Cost of foreign import financing by the country’s local banks increased up to 2 percentage points in the last couple of months due mainly to a slump in earnings of the banks.
Earnings of all scheduled banks slumped, in most of the cases turned negative in April and May, as the Bangladesh Bank asked the entities to refrain from booking interest earnings for the two months, bankers and BB officials said.
Earlier, most of the foreign banks were issuing credit against imports at around 2.5 per cent to 3 per cent interest.
The fall in earnings of the banks has prompted the overseas banks and financial institutions to charge up to 5 per cent interest for such credit.
Some of the foreign entities were found reluctant in issuing credit against the country’s import settlement.
Amid the coronavirus outbreak in the country, the central bank has introduced a number of relaxations for the bank borrowers as business and economic activities have come almost to a halt.
Under the relaxations, the banks were asked not to downgrade classification any loan till June for repayment failure.
The banks were also asked to suspend interest on all sorts of loans for April and May.
On May 3, a BB circular issued in this connection asked the banks to transfer the suspended interest on loans to an interest-free blocked account.
The banks which had already charged the customers the interest were asked to reverse the sum to the borrowers.
The banks have also implemented 9 per cent ceiling on lending rate since April 1 this year.
The policy moves have hit the banks’ earnings.
‘Almost all the banks would witness negative financial results in April and May,’ Prime Bank managing director and chief executive officer Rahel Ahmed told New Age on Wednesday.
Taking the situation into consideration, the majority of overseas banks have increased the interest rate, said Rahel, also the secretary general of Association of Bankers, Bangladesh.
To some extent, the increased rate of interest was not affordable for the importers, he said.
Besides, some other banks have expressed their reluctance to offer short-term financing, Rahel said.
From the bankers’ point of view, determining the rate of interest considering the risk factors and solvency of the customers is quite normal, he said.
He, however, hoped that the cost of foreign fund would reduce gradually when the banks’ financial health would improve.
Trust Bank managing director Faruq Mainuddin Ahmed also attributed the cause of the negative earnings of the banks to the interest suspension, almost halt in loan recovery and implementation of the single-digit lending rate from April.
Admitting the risk of increased interest rate against import financing due to the earnings plunge, he said that financially strong entities would be less affected.
According to the government estimate, the total amount of suspended interest of the two months stands at Tk 16,549 crore.
Central bank officials and bankers also cautioned that the higher interest payment to the overseas banks against import financing for industrial inputs would ultimately strike the country’s competitiveness on the global market.
Considering the situation, the government should take measures to heal the damages the pandemic has done to the country’s banking sector, they suggested.

* **RECORDS**:
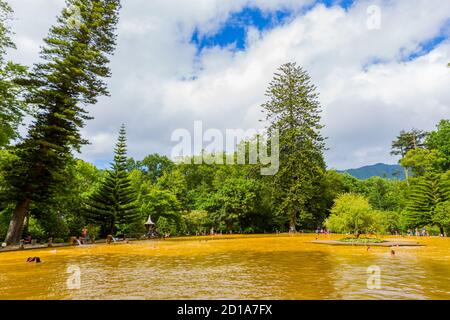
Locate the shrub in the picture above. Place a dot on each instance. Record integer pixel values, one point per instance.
(352, 213)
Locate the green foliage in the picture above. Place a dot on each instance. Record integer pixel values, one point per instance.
(425, 198)
(197, 221)
(441, 216)
(12, 106)
(234, 202)
(352, 213)
(293, 109)
(114, 205)
(166, 226)
(155, 166)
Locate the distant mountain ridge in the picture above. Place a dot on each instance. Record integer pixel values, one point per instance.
(388, 171)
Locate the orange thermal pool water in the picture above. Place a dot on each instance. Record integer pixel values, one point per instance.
(229, 267)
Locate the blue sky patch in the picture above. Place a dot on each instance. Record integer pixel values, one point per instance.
(234, 30)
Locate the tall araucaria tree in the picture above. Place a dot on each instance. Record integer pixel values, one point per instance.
(115, 203)
(293, 109)
(75, 63)
(12, 106)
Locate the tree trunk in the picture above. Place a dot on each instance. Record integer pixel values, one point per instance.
(293, 222)
(17, 221)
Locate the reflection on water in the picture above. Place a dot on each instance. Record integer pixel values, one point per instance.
(250, 267)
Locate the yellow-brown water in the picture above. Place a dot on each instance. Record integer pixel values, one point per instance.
(248, 267)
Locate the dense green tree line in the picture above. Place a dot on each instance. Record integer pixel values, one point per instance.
(46, 192)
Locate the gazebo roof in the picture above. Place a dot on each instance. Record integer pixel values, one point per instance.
(149, 222)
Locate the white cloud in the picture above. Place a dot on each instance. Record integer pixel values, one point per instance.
(160, 84)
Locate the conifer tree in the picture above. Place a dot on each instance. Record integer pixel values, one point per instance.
(115, 203)
(12, 106)
(424, 196)
(293, 109)
(75, 62)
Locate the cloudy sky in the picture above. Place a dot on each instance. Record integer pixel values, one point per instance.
(380, 66)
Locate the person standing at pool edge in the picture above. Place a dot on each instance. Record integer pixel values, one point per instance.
(84, 234)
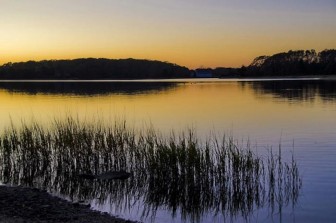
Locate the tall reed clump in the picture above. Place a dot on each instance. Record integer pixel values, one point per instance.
(179, 172)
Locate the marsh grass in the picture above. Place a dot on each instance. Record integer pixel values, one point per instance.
(178, 172)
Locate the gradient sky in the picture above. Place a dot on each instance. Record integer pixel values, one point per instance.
(192, 33)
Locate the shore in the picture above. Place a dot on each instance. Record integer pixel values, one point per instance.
(20, 204)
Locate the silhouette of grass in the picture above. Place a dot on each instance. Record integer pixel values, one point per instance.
(179, 172)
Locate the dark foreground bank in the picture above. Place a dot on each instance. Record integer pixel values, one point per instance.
(19, 204)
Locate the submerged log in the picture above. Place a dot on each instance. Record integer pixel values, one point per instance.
(110, 175)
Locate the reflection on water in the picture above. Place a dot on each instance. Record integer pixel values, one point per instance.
(306, 90)
(300, 114)
(179, 174)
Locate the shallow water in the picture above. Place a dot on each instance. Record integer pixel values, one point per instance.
(299, 114)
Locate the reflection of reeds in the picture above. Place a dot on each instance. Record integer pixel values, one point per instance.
(179, 172)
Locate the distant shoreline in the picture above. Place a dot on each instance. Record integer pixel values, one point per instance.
(270, 78)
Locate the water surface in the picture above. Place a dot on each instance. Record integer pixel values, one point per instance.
(299, 114)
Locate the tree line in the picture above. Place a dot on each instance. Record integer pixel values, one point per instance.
(91, 68)
(291, 63)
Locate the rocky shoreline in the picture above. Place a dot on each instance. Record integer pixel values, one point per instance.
(21, 204)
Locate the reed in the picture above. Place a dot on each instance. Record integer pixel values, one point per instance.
(179, 172)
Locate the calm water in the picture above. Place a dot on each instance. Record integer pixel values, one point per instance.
(299, 114)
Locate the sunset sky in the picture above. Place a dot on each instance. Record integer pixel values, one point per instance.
(192, 33)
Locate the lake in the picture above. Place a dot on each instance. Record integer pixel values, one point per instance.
(299, 115)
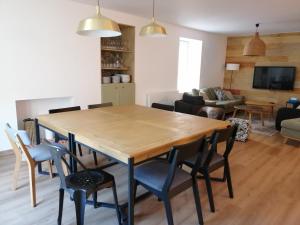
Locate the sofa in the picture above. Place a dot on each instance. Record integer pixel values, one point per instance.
(189, 104)
(225, 100)
(286, 114)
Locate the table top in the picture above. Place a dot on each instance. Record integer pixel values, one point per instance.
(259, 103)
(124, 132)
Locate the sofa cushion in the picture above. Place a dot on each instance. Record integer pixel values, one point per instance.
(220, 94)
(195, 100)
(293, 124)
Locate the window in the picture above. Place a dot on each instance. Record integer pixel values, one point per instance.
(189, 64)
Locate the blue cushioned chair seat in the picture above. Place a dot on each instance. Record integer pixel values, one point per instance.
(40, 152)
(154, 174)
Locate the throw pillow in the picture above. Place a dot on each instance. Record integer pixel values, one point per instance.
(221, 94)
(204, 95)
(195, 92)
(229, 95)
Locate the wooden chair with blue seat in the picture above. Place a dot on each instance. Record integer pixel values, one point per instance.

* **TASK LIST**:
• 1. Please reproduce word for word the part of the import financing article from "The banks were also" to "interest-free blocked account.".
• 2. Answer these questions from the import financing article:
(a) At what interest rate were most foreign banks issuing credit against imports earlier?
(b) Since what date have the banks applied the 9 per cent ceiling on lending rate?
(c) What is the government's estimate of the total suspended interest for the two months?
The records aren't needed for any of the work here.

* **RESPONSES FOR EACH TASK**:
• 1.
The banks were also asked to suspend interest on all sorts of loans for April and May.
On May 3, a BB circular issued in this connection asked the banks to transfer the suspended interest on loans to an interest-free blocked account.

• 2.
(a) Around 2.5 per cent to 3 per cent.
(b) Since April 1 this year.
(c) Tk 16,549 crore.